How to complete this task> Every line below that mentions the word "window" should be copied out.

Recorded data:
Segment Open
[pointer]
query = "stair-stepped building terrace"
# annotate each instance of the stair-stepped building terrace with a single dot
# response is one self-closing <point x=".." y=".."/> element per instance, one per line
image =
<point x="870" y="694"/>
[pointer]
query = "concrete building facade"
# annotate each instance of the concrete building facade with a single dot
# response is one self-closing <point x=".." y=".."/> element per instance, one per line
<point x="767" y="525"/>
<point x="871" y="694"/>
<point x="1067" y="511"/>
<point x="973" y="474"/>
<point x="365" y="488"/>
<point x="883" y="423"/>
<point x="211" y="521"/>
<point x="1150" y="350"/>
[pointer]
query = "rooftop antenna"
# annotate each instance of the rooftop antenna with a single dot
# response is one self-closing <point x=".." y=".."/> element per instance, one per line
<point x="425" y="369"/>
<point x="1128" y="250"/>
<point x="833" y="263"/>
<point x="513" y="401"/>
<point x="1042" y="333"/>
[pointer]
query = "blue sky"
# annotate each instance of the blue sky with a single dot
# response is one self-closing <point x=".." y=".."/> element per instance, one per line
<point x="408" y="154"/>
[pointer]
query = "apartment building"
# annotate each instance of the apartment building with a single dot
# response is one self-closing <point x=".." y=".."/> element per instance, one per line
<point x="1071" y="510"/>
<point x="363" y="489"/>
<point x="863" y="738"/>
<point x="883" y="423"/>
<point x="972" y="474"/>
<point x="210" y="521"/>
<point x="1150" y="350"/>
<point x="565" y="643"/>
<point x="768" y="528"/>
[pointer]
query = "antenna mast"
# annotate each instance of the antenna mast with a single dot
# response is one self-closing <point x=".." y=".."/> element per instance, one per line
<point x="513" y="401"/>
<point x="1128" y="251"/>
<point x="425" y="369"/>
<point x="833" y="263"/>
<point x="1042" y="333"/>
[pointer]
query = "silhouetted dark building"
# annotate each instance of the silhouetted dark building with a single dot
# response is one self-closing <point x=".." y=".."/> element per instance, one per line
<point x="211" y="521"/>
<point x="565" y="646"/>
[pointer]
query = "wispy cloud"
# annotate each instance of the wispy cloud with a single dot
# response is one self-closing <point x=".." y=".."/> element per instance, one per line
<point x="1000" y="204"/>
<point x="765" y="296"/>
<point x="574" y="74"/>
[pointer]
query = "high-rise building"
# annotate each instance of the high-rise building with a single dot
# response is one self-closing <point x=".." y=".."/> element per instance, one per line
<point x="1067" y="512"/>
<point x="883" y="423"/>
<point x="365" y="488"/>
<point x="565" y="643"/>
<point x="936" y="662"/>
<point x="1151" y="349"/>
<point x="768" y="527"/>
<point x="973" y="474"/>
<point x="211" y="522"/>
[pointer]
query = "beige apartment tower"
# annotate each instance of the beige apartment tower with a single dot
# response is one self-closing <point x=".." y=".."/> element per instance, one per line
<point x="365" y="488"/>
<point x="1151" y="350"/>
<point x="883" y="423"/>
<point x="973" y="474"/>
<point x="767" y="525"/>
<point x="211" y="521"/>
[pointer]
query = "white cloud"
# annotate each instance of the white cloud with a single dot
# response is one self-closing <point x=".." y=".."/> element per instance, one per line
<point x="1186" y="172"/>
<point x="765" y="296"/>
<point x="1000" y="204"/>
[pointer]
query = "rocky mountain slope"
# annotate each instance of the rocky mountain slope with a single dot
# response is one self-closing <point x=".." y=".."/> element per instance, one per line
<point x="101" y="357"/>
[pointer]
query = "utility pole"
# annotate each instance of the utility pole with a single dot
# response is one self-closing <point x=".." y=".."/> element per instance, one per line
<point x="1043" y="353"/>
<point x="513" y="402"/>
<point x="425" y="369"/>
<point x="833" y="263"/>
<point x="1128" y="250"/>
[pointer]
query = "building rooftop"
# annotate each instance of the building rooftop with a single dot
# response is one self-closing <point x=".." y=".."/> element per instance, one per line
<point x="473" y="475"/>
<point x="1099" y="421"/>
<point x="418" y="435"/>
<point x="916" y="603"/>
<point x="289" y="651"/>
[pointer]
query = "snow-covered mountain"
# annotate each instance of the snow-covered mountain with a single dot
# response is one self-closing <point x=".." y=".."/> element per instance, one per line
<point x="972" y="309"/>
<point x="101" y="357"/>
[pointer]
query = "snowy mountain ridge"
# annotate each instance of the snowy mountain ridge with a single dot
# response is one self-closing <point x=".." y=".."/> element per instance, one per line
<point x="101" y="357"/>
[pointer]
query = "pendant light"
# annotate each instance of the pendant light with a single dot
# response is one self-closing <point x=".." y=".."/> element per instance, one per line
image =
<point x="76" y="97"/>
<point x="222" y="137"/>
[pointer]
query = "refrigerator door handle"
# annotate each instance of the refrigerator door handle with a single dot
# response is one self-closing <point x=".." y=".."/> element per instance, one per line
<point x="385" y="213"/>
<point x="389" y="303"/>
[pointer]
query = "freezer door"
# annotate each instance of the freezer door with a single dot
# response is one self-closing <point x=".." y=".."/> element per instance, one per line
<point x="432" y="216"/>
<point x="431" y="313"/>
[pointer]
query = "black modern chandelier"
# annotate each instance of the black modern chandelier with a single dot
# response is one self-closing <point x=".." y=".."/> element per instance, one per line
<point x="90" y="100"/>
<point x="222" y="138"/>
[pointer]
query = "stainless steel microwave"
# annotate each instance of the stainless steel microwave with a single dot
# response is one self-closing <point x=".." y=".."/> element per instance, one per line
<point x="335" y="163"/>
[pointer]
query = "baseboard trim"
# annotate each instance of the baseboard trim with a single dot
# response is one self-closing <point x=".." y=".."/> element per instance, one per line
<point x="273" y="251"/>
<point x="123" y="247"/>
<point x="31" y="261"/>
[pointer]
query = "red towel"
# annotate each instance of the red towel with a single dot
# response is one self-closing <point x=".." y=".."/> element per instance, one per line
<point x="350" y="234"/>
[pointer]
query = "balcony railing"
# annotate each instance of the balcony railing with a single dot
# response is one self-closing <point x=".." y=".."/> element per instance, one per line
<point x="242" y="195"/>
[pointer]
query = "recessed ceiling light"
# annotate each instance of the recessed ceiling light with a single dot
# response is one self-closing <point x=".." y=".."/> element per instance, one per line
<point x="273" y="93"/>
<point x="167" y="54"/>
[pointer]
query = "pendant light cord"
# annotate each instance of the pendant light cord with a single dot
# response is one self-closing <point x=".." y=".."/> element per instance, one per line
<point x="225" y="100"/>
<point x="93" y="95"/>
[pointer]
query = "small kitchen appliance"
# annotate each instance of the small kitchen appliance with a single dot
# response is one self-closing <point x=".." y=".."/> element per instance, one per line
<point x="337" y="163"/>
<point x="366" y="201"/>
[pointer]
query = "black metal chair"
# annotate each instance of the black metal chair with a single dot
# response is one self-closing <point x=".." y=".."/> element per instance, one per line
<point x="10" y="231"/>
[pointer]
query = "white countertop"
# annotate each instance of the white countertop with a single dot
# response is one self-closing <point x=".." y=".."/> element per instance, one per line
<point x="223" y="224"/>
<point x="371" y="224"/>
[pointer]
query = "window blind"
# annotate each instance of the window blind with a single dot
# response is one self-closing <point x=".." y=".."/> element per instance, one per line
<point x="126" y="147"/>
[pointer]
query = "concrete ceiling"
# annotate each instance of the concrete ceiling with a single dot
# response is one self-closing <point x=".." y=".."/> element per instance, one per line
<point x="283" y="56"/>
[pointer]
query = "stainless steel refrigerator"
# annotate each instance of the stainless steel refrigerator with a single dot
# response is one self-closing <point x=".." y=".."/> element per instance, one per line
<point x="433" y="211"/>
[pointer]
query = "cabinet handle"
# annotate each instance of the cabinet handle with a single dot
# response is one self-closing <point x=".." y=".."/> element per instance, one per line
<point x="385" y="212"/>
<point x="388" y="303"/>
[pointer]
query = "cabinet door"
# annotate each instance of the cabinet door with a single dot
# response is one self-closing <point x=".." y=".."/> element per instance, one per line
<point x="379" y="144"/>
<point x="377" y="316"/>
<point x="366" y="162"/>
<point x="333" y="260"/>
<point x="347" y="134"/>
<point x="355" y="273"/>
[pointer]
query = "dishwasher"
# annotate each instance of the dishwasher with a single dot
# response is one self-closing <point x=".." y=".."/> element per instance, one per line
Segment Closed
Written solution>
query = "window blind"
# annotate each instance of the window blind with a single dot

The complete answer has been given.